# question on 4th generation GSD



## Knight (Sep 7, 2010)

Do you guys see any issues with purchasing a puppy who is 4th or even 5th generation German (worklines)? What I mean is, this dogs great great grandparents are from Germany. But the great grandparents, grandparents and parents were born in the US. The dogs are beautiful and temperament seems good. They were mixed with American lines along the way. She is just going to be a pet. None of the parents have any titles, nor do their parents.

I am only concerned about potential health defects? I do not plan on any titles or showing. The breeder is small, but is GREAT in answering all the questions. Actually compared to some "reputable" breeders, she is head and shoulders above the rest, as far as enthusiasm about the dogs. (and answering my questions)


----------



## Liesje (Mar 4, 2007)

Would it concern me? Yes, definitely, but it depends on what you are looking for, what traits of the dog are important or not important to you. Any time I pay for a dog, I'm also concerning myself with the motives of the breeder. I may not like every breeding and every dog or every way they do things, but I at least need a good reason for why the breeding took place, why that mixture of line/type, what do they hope and expect to accomplish with the litter, etc. Fido and Fluffy being good house pets and gentle with children is not enough....for me.


----------



## BlackthornGSD (Feb 25, 2010)

I'd be more concerned about the parents and grandparents having no titles than the distance of the bloodlines from Germany. Were they xrayed?

My first GSD, one of the most amazing dogs I've known, was 7/8ths American lines. But his parents had AKC obedience titles and one of his grandparents had a herding title, and they all had OFA certifications--and this was back in 1992.


----------



## Knight (Sep 7, 2010)

Thx. The great grandparents and beyond are all titled

Forgot to mention


----------



## lhczth (Apr 5, 2000)

*Work to complete*
• a. In the German shepherd puppy thread, what fraction of American lines was BlackthornGSD's first GSD?
• b. Carry the German shepherd puppy thread on from the point where it stops.

*Information supplied*
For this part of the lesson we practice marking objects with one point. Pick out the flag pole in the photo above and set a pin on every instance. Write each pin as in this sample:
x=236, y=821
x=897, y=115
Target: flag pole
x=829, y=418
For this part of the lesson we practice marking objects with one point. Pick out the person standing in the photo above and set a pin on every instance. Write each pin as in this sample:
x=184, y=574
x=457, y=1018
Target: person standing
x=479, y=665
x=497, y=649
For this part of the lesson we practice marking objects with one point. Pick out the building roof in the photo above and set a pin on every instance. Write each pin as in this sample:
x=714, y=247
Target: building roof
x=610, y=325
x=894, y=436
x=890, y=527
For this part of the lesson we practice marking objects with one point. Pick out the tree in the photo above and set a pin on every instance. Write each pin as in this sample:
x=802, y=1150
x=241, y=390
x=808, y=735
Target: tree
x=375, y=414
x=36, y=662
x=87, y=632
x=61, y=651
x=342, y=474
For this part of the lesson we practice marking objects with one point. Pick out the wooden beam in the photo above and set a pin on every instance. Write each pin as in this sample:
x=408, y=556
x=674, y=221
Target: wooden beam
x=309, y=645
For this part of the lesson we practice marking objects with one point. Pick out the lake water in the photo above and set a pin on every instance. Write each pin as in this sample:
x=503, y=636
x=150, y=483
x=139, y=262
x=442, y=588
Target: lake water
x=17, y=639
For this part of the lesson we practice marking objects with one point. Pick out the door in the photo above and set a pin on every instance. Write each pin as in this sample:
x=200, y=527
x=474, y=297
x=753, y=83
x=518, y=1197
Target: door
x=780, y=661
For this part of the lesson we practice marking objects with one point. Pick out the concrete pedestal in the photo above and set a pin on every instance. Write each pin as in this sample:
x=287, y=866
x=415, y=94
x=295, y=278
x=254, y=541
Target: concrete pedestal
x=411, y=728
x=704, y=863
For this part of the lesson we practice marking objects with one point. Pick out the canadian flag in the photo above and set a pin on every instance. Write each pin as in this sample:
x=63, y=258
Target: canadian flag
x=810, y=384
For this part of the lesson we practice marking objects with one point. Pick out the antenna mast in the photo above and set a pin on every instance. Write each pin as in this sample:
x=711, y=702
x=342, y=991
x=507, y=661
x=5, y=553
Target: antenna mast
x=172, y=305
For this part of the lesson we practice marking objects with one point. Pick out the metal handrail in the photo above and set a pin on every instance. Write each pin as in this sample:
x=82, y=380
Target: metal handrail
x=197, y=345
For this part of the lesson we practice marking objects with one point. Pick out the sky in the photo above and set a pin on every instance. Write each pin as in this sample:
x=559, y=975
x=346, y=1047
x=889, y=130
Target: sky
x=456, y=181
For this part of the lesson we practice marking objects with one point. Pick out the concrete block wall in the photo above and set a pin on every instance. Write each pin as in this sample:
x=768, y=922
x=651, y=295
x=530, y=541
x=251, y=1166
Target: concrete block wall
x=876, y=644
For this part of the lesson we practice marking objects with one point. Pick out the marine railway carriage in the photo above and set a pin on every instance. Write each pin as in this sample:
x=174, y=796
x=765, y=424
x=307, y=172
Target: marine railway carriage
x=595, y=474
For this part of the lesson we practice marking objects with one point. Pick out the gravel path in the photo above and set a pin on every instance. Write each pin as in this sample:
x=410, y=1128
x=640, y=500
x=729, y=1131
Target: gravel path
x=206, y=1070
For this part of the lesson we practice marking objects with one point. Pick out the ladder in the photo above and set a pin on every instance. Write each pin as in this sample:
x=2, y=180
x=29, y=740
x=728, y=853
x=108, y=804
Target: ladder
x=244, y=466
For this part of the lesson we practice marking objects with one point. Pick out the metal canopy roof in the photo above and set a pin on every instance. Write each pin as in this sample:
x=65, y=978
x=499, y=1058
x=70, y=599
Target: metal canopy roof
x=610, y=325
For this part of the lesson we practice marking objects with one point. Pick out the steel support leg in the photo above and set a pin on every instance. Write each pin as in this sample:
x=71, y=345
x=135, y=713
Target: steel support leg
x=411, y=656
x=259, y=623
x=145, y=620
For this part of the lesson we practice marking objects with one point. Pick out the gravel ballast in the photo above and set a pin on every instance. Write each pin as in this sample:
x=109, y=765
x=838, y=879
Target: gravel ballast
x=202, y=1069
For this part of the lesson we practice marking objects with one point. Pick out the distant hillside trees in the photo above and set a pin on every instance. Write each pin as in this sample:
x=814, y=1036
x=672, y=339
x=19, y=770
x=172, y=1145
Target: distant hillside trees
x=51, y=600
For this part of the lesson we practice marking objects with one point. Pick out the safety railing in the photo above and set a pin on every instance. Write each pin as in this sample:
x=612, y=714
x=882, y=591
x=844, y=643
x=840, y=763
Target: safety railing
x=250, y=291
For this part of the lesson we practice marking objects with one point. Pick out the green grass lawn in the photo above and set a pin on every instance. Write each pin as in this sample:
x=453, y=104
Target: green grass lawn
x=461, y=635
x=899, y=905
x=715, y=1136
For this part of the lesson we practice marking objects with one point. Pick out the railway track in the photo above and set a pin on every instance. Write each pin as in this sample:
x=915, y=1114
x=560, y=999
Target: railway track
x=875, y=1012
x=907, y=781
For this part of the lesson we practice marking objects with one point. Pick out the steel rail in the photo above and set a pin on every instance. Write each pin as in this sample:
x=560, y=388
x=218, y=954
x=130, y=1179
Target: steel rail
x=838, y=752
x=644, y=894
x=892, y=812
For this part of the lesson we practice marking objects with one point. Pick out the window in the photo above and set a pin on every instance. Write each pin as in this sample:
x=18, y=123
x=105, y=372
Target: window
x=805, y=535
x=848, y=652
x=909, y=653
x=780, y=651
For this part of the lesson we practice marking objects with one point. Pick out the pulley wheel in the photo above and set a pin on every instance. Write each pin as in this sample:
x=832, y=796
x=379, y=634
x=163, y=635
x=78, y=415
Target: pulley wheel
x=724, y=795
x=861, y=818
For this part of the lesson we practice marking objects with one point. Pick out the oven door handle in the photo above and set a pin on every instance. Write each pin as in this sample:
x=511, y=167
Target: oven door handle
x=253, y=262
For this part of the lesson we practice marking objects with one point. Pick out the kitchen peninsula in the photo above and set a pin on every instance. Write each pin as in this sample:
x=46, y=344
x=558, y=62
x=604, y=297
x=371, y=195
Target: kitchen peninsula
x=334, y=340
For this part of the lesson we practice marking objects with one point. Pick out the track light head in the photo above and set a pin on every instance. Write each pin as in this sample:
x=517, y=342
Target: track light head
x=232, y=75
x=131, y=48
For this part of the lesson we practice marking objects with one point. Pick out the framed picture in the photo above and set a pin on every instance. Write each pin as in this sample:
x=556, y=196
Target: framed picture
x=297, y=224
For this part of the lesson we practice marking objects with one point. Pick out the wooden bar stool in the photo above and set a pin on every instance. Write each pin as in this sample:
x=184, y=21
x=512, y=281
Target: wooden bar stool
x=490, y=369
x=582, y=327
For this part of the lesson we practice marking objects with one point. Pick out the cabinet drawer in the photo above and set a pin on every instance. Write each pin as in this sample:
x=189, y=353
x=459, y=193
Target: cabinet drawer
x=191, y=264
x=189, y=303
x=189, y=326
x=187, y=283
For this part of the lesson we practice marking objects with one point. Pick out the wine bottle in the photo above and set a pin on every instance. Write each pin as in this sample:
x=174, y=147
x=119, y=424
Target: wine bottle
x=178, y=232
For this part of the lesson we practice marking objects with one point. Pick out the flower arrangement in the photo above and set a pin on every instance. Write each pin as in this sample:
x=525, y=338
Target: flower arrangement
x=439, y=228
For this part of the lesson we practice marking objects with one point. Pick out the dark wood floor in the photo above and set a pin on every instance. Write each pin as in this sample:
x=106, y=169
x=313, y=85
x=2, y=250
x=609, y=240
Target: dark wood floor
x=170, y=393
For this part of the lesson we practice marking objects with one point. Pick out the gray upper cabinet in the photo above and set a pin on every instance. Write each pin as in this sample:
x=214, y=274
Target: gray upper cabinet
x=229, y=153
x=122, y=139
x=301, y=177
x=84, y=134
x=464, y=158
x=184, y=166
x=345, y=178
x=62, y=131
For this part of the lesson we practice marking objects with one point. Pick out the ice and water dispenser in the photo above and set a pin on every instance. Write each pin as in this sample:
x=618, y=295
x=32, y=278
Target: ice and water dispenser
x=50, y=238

*Written responses*
• a. 7/8ths

• b.
Several generations born here would not concern me. I have never owned a dog that wasn't born in the USA. There are some excellent working line breeders in the states. I look for breeders that actually have a breeding program, keeping back dogs from their own litters to work and title and eventually use to produce their next generation. A mix with American lines would make the litter something I wouldn't even consider (but that is me). A lack of working titles, for the most part, would also remove the litter from any consideration by me except in rare cases. 

Are the dogs at least certified for hips/elbows? Have the parents and grandparents done anything besides being pets? If no, then I would keep looking.


----------



## Whiteshepherds (Aug 21, 2010)

Knight said:


> Thx. The great grandparents and beyond are all titled
> Forgot to mention


Have the parents been x-rayed?


----------



## selzer (May 7, 2005)

Born in the US, out of dogs born in the US, etc. No problem. Could there be health problems? Yes. Will there be health problems? YES. If you get a dog direct from the manufacterer (Germany) will there be health problems? YES! 

It is a living breathing critter. The only guarantee you can have is that barring an accidental death, the dog will get sick and die at some point within the next 15 years or so. Chances are good that it will have other issues along the way. 

So far, save my new dog that I just got, the only dog I had to put down YOUNG due to a major health problem was a dog out of an imported sire, and both of the dam's parents were imports. 

If you want to compete in the American Sieger show, or want a dog for a specific purpose, competition etc., then getting an inport may make sense. Like if you want a dog to improve your lines, and German showlines is your thing, going back to Germany makes sense.

If you want a great pet that you can do obedience training with and maybe try schutzhund, no reason to go with an import. Much more important is a breeder with a good knowledge base, available, and willing to help you with any problems.


----------



## Knight (Sep 7, 2010)

Thanks for the replies i appreciate it


----------



## Liesje (Mar 4, 2007)

Liesje said:


> Would it concern me? Yes, definitely, but it depends on what you are looking for, what traits of the dog are important or not important to you. Any time I pay for a dog, I'm also concerning myself with the motives of the breeder. I may not like every breeding and every dog or every way they do things, but I at least need a good reason for why the breeding took place, why that mixture of line/type, what do they hope and expect to accomplish with the litter, etc. Fido and Fluffy being good house pets and gentle with children is not enough....for me.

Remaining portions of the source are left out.